(Contour labeling listing)
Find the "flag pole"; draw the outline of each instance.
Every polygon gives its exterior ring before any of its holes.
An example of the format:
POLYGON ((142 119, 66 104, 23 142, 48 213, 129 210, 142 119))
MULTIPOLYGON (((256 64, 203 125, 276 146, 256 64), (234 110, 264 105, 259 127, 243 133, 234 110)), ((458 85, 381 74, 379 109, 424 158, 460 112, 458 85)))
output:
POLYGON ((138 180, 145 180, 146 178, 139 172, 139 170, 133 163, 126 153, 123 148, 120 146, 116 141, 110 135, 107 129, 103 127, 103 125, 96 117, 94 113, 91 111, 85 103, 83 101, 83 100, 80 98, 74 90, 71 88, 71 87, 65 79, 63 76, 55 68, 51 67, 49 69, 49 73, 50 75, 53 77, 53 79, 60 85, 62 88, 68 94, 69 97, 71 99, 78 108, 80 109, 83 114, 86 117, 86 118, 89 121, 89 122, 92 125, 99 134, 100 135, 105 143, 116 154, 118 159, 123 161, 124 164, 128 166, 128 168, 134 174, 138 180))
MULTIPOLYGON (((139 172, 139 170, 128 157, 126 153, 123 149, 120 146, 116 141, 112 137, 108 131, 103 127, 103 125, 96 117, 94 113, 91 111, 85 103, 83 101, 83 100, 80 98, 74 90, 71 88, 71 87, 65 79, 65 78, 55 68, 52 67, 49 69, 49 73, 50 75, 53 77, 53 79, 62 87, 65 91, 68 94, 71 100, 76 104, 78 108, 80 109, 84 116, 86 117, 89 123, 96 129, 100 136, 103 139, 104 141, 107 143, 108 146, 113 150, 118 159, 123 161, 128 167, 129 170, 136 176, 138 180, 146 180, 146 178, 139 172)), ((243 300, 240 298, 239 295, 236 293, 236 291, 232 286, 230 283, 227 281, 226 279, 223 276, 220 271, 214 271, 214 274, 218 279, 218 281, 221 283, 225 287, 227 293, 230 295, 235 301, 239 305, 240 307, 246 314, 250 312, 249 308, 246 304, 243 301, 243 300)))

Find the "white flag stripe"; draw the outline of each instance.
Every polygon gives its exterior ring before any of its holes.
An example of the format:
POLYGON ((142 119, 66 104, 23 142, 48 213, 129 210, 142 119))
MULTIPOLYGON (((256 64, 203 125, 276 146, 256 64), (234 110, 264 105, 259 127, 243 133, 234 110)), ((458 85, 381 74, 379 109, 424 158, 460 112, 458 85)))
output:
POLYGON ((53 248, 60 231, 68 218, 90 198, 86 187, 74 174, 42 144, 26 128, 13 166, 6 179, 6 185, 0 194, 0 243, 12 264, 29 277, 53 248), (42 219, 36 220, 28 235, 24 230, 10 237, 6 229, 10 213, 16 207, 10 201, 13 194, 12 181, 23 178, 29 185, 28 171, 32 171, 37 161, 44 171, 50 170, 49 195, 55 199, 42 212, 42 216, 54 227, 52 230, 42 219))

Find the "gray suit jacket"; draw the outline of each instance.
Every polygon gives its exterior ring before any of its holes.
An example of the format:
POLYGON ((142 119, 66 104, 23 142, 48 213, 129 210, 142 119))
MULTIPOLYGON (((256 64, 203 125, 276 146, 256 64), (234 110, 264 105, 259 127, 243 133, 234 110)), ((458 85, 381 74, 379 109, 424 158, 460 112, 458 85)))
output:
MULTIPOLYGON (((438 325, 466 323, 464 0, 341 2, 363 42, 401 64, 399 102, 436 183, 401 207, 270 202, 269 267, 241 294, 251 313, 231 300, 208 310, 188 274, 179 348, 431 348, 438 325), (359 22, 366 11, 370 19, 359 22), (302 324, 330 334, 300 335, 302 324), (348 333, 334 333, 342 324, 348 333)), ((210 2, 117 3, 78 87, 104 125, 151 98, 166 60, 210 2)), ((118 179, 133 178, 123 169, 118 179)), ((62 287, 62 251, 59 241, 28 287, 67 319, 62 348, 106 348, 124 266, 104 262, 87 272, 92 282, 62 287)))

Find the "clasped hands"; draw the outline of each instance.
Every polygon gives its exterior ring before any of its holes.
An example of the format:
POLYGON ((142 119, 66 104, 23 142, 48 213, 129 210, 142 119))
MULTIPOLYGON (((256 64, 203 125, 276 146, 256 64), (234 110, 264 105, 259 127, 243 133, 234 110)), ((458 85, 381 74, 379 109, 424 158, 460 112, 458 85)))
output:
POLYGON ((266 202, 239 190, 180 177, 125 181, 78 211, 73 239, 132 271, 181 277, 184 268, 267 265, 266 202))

WHAT IS BEING ASKED. Please reproduce the listing above word for word, from its first line through the line that contains "POLYGON ((53 248, 60", including both.

WORKED ANSWER.
Find the "flag pole"; draw the outline of each instance.
Every polygon gives its exterior ring before any of its holes.
An example of the format:
POLYGON ((142 119, 66 104, 23 142, 48 213, 129 210, 142 119))
MULTIPOLYGON (((256 64, 203 125, 276 146, 256 64), (234 110, 264 105, 259 127, 243 133, 234 110)), ((458 85, 381 74, 379 109, 424 158, 460 112, 458 85)))
output:
POLYGON ((138 180, 145 180, 146 178, 139 172, 139 170, 133 163, 126 153, 123 148, 120 146, 116 141, 110 135, 107 129, 103 127, 103 125, 96 117, 94 113, 91 111, 85 103, 83 101, 83 100, 80 98, 74 90, 71 88, 71 87, 65 79, 63 76, 55 68, 51 67, 49 69, 49 73, 50 75, 53 77, 53 79, 60 85, 62 88, 68 94, 69 97, 71 99, 78 108, 80 109, 83 114, 86 117, 86 118, 89 121, 89 122, 92 125, 99 134, 100 135, 105 143, 116 154, 118 159, 123 161, 124 164, 128 166, 128 168, 134 174, 138 180))
MULTIPOLYGON (((139 172, 139 170, 128 157, 126 153, 123 149, 120 146, 116 141, 112 137, 108 131, 103 127, 103 125, 96 117, 94 113, 91 111, 85 103, 83 101, 83 100, 80 98, 74 90, 71 88, 71 87, 65 79, 65 78, 55 68, 52 67, 49 69, 49 73, 50 75, 53 77, 53 79, 62 87, 65 91, 68 94, 71 100, 76 104, 78 108, 80 109, 84 116, 86 117, 89 123, 96 129, 100 136, 103 139, 104 141, 107 143, 108 146, 113 150, 118 159, 123 161, 128 167, 129 170, 136 176, 138 180, 146 180, 146 178, 139 172)), ((243 300, 240 298, 239 295, 236 293, 236 291, 232 286, 230 283, 227 281, 226 279, 223 276, 220 271, 214 271, 214 274, 218 279, 218 281, 221 283, 225 287, 227 293, 230 295, 235 301, 239 305, 240 307, 246 314, 250 312, 249 308, 246 304, 243 301, 243 300)))

Find the "white flag stripe"; draw the outline of each instance.
Every polygon gives its exterior ring before any of its holes.
An example of the format:
POLYGON ((142 119, 66 104, 23 142, 48 213, 129 210, 142 119))
MULTIPOLYGON (((256 64, 203 125, 276 146, 256 64), (234 110, 264 105, 259 127, 243 133, 234 110)), ((458 85, 381 74, 379 109, 424 158, 460 112, 458 85)))
output:
POLYGON ((53 248, 60 231, 68 218, 90 198, 86 187, 74 174, 42 144, 26 128, 13 166, 6 179, 6 185, 0 194, 0 243, 12 264, 29 277, 53 248), (42 219, 36 220, 28 235, 24 230, 10 237, 6 229, 10 213, 16 207, 10 201, 13 194, 12 181, 23 178, 29 185, 28 171, 32 171, 37 161, 44 171, 50 170, 49 195, 55 199, 42 212, 42 216, 54 227, 52 230, 42 219))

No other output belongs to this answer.